# Written instruction 1
Summarize the essay on climate change and having a child in two sentences.
# Written instruction 2
Answer these questions on the essay about climate change and having a child:
(a) How many kids does the writer say they are having?
(b) Around what years does the writer expect things to get catastrophic?
(c) Which country temporarily shut down grain exports during a severe drought in 2012?

# Selection

Climate change terrifies me. Jokes about apocalyptic landscapes are as much confession as humor to climate nerds such as myself. It’s not just me — anyone who’s been in the carbon kitchen comes out in an uncomfortable emotional state. Each person deals with those demons in his or her own way.
What’s that got to do with the kid? The prospect of hitting catastrophic tipping points in the next few decades brings more than sleepless nights — it makes having a kid a complex moral question. First, there’s the issue of bringing yet another person to our profligate emissions party. It’s uncomfortable (to put it mildly) to say climate change is as much a population issue as an environmental one. Having kids is no longer morally benign — or even good — as it was in previous generations. But for me, it’s not just the population thing. After all, someone’s got to have them, and heck, I’m only having one!
My deep unease is because I know — absent a near-miraculous change in political will — my kid is likely to grow up in an age driven by scarcity and conflict. I can’t undo what I’ve learned about climate risk. There are good reasons most sane people tune out increasingly shrill warnings from the scientific and security communities. They are deeply unsettling, even anxiety-inducing.
One way I’ve been keeping my own climate demons at bay was to believe I was one step removed from that possible future. I’m connected by love to an extended network of friends and family, of course, but with no kids of my own, I could fool myself into seeing climate risk as a philosophical problem or interesting anthropological challenge rather than a direct emotional threat. I’d live to see some effects, but by the time things got catastrophic — say 2040 or 2050 — I’d be long gone with no real stakes in play. No more. My kid will be a young man then. Without some sharp turns in our economic system, he’ll almost certainly see some degree of breakdown in social order.
Days after discovering I was to be a dad, I attended the 2016 Planetary Security Conference in The Hague. Military brass and security experts, one after another, confirmed what I already knew: the degree of social upheaval coming our way is mind-numbing. That very year, every refugee hitting European shores came from water-stressed countries. The Syrian war was exacerbated by the longest and most severe drought in memory. The razor-wire fence around Bangladesh, backed by shoot-to-kill soldiers, is a dark premonition of what will happen when that crowded country begins to flood and the population looks to escape. When Russia temporarily shut down grain exports during a severe drought in 2012, the cost of food around the world skyrocketed. The resulting riots kicked off the Arab Spring.

# Data entries
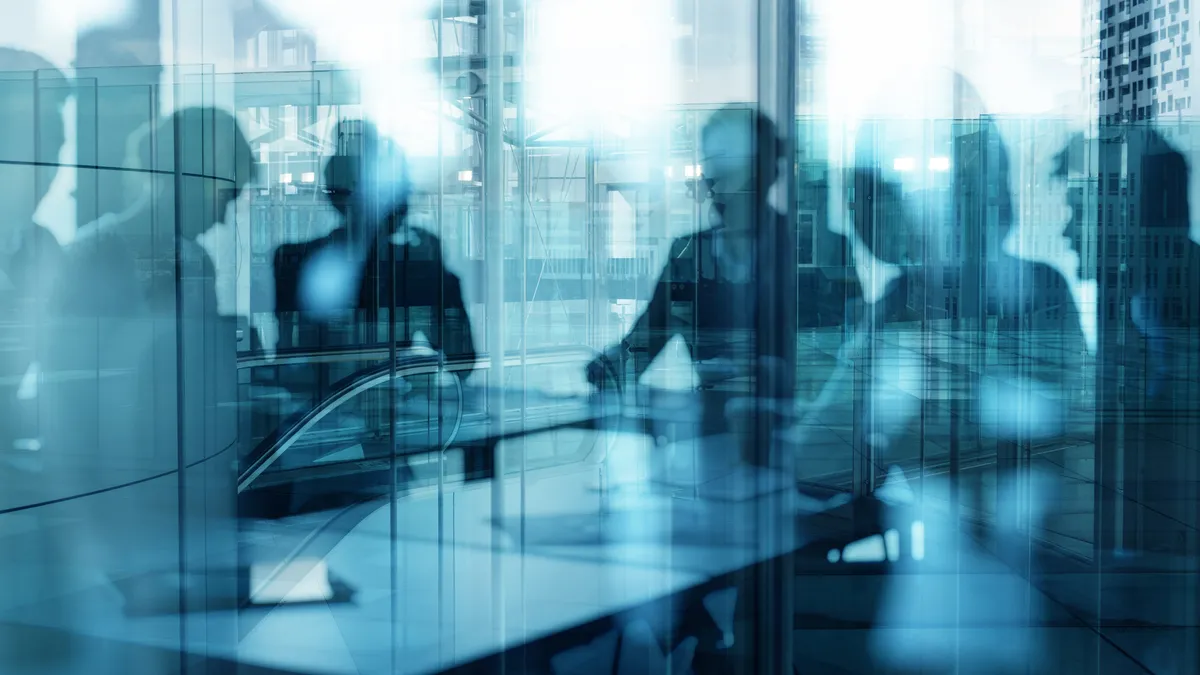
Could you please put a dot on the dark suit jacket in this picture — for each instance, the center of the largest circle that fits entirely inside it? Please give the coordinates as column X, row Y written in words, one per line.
column 724, row 314
column 423, row 285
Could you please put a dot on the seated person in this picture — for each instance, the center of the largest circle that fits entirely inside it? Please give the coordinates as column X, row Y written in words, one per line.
column 717, row 269
column 371, row 268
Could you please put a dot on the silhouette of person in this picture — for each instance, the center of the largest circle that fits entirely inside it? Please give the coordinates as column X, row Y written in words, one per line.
column 33, row 94
column 1146, row 276
column 1026, row 398
column 141, row 370
column 373, row 266
column 718, row 269
column 31, row 136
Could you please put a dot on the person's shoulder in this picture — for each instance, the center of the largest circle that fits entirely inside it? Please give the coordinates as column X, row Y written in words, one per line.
column 43, row 242
column 423, row 242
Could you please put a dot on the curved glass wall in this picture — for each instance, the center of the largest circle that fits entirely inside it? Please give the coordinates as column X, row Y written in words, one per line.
column 352, row 338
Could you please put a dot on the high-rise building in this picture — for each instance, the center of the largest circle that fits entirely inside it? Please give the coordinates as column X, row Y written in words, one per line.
column 1145, row 48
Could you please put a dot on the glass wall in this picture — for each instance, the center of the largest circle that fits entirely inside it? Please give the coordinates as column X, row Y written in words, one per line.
column 671, row 335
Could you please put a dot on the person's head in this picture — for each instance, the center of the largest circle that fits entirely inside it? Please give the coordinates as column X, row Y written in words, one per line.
column 33, row 132
column 927, row 160
column 215, row 160
column 1069, row 166
column 366, row 178
column 736, row 144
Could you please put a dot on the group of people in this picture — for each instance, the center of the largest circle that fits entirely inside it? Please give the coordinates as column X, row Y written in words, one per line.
column 87, row 296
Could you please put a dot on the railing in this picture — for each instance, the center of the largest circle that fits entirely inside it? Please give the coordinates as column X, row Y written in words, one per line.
column 277, row 444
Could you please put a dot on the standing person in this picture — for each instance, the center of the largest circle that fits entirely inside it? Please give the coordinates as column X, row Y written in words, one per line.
column 31, row 136
column 141, row 380
column 372, row 255
column 1147, row 279
column 33, row 132
column 372, row 279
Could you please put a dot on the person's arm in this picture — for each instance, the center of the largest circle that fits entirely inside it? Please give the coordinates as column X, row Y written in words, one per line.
column 456, row 340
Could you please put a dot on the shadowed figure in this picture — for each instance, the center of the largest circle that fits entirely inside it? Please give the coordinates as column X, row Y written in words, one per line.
column 33, row 94
column 375, row 267
column 718, row 273
column 1147, row 280
column 141, row 377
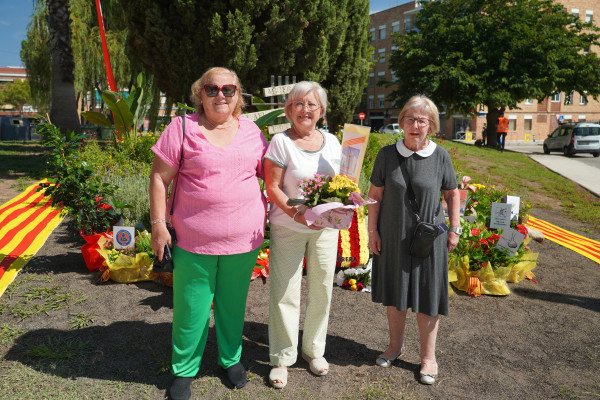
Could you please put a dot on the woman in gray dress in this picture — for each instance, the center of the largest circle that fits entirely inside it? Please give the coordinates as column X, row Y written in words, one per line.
column 400, row 281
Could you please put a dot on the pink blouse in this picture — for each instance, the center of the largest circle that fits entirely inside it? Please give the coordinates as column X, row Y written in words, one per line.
column 219, row 206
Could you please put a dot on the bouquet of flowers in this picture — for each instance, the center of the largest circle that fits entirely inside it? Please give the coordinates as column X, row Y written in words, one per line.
column 331, row 201
column 357, row 279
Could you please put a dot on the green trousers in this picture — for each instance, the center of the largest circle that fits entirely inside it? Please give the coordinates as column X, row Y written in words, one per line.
column 198, row 280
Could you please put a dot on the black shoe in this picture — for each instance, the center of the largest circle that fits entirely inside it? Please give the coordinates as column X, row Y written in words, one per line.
column 237, row 375
column 180, row 388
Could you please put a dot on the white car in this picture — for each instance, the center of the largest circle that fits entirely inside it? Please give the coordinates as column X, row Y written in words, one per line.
column 582, row 137
column 391, row 128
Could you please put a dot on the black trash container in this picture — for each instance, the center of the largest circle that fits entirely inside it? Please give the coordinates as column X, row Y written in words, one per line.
column 15, row 128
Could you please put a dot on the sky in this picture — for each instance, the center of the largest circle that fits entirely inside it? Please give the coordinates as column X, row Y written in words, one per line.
column 15, row 15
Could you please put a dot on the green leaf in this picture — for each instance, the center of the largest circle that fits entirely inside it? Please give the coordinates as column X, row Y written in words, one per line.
column 268, row 119
column 96, row 118
column 183, row 106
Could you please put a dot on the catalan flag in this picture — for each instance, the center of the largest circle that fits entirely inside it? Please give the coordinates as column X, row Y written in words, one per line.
column 579, row 244
column 25, row 223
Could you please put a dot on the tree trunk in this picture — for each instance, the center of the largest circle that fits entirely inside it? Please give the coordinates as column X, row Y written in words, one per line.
column 63, row 112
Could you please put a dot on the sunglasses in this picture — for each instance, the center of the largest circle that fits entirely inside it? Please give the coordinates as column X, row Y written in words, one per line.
column 213, row 90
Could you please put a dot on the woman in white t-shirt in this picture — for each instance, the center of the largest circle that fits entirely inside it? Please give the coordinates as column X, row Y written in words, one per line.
column 300, row 152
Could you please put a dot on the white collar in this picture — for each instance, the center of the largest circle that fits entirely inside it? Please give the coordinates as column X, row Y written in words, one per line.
column 406, row 152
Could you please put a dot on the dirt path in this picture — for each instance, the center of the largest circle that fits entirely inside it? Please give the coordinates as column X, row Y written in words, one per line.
column 539, row 342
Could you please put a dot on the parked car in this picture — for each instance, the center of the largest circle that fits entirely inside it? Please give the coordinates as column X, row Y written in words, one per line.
column 581, row 137
column 391, row 128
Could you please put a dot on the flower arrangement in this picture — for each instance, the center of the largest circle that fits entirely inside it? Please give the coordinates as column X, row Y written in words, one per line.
column 131, row 264
column 331, row 201
column 477, row 265
column 357, row 279
column 322, row 189
column 479, row 244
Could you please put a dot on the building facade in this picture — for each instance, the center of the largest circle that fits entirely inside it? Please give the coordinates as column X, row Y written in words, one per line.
column 10, row 75
column 532, row 121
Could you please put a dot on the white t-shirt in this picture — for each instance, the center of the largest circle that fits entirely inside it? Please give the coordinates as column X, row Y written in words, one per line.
column 299, row 164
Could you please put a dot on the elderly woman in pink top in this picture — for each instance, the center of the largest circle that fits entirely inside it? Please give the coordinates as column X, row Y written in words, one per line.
column 219, row 216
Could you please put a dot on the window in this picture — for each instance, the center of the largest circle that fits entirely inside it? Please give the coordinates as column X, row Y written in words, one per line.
column 528, row 123
column 589, row 15
column 407, row 24
column 381, row 55
column 382, row 32
column 569, row 99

# Finished answer 1
The writer, terrified by climate change, finds that expecting a child makes parenthood a complex moral question and turns climate risk from a philosophical problem into a direct emotional threat, since the child will likely grow up in an age of scarcity and conflict. At the 2016 Planetary Security Conference in The Hague, military and security experts confirmed that mind-numbing social upheaval is coming, and the writer ties drought and water stress to refugee flows, the Syrian war, soaring food costs and the Arab Spring.

# Finished answer 2
(a) One.
(b) 2040 or 2050.
(c) Russia.